- EXERCISE AIM
Which lines in the records contain the word "window"? Report each one in full.

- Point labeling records
------------------------------
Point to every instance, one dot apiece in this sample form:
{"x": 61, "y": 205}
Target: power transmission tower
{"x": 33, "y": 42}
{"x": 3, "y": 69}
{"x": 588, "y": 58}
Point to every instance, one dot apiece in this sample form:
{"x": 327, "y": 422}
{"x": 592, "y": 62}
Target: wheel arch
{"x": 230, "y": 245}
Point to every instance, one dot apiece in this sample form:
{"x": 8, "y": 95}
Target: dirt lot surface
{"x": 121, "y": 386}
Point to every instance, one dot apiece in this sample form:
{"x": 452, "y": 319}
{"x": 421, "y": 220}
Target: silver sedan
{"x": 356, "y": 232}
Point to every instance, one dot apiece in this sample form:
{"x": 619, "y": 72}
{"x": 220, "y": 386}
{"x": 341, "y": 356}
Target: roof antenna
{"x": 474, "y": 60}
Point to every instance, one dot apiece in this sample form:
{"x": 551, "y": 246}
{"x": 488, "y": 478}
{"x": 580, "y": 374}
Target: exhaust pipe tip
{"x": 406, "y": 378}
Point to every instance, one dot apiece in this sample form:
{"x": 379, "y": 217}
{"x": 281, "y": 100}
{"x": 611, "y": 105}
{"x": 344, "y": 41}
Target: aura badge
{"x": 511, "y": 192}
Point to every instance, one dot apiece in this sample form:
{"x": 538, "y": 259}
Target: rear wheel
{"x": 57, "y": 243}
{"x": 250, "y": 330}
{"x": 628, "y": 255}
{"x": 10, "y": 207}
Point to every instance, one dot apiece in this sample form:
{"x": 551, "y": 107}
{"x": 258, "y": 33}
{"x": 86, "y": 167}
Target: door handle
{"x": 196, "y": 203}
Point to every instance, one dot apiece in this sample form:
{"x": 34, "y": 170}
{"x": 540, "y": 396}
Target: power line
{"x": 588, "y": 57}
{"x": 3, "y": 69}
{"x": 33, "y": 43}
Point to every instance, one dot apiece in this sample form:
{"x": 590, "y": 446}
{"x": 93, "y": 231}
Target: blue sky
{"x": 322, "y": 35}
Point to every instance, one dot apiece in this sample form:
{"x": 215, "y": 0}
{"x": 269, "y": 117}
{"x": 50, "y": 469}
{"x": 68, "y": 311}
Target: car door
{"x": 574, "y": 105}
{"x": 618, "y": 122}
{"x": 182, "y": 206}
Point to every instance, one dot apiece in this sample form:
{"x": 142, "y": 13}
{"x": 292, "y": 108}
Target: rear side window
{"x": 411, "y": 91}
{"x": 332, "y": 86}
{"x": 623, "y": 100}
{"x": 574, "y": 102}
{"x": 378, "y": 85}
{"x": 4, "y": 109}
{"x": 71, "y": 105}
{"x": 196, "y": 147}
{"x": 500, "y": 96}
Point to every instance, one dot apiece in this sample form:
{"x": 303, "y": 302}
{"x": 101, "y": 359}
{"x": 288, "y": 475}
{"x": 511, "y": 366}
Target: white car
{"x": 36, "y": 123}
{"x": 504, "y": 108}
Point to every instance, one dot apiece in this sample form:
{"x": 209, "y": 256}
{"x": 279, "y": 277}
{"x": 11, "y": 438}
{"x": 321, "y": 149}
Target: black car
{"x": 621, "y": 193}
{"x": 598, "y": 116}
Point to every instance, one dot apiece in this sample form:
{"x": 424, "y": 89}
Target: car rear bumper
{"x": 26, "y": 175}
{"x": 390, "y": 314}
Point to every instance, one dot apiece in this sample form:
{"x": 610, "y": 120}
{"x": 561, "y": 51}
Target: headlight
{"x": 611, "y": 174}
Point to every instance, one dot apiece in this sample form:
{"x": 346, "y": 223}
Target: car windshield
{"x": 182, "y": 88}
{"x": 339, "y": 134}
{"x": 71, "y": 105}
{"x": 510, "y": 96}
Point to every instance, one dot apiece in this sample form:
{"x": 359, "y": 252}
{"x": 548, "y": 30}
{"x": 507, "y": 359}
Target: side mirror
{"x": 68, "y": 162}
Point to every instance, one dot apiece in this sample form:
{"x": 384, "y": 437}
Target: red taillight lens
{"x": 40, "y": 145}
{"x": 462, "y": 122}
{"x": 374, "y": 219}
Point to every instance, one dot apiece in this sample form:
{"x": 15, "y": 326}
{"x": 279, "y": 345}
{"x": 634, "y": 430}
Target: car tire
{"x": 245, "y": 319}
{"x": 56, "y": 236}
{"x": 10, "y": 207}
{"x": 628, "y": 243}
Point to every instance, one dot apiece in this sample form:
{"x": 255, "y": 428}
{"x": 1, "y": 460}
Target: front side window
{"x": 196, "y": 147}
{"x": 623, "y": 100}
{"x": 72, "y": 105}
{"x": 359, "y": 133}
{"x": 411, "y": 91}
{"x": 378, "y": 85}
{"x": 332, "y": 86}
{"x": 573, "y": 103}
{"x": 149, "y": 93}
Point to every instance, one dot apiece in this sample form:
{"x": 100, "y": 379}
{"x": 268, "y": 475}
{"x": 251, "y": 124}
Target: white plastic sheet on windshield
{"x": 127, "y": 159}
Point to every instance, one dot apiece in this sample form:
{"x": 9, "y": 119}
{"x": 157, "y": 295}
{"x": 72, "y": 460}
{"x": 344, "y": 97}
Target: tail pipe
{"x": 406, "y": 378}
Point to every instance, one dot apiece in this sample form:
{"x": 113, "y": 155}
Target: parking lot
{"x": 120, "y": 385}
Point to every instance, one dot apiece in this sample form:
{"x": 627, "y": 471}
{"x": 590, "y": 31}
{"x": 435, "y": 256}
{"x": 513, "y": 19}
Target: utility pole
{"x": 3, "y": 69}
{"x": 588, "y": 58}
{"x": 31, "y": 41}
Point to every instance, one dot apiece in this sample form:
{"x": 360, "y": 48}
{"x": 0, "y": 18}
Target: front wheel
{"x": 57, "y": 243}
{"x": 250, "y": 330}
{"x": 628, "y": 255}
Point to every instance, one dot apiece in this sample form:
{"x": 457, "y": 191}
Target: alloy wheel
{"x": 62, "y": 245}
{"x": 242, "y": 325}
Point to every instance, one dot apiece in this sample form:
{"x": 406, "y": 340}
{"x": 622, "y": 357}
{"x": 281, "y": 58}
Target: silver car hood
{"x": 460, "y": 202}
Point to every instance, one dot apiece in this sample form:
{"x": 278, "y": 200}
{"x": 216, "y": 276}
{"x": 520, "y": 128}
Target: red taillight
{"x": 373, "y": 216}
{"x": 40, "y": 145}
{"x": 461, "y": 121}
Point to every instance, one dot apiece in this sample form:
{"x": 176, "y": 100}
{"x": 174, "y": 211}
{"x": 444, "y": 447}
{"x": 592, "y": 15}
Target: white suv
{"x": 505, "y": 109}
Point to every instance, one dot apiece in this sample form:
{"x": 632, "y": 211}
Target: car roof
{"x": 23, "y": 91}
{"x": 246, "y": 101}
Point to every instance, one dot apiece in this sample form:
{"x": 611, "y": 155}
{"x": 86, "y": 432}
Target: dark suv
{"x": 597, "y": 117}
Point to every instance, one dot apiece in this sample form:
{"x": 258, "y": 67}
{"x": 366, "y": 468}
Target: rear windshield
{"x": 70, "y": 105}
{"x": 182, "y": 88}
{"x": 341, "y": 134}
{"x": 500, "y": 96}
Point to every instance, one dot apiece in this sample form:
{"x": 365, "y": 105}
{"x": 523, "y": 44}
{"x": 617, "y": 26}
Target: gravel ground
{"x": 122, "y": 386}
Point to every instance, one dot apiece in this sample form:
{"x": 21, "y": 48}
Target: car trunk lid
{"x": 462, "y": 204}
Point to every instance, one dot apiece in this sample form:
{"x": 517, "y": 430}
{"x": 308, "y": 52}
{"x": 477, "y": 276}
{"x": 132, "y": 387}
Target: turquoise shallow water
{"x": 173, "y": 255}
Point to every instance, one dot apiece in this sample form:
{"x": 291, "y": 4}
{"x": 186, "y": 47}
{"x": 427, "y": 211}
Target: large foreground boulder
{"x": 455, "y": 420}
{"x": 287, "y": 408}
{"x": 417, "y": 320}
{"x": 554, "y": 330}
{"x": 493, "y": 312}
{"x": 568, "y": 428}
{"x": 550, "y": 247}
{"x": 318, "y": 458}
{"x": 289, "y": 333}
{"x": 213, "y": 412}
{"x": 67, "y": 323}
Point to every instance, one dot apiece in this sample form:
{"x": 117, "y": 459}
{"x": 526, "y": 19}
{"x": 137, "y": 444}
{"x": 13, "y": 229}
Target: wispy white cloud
------------------------------
- IN RESPONSE
Target: rear side window
Target: front side window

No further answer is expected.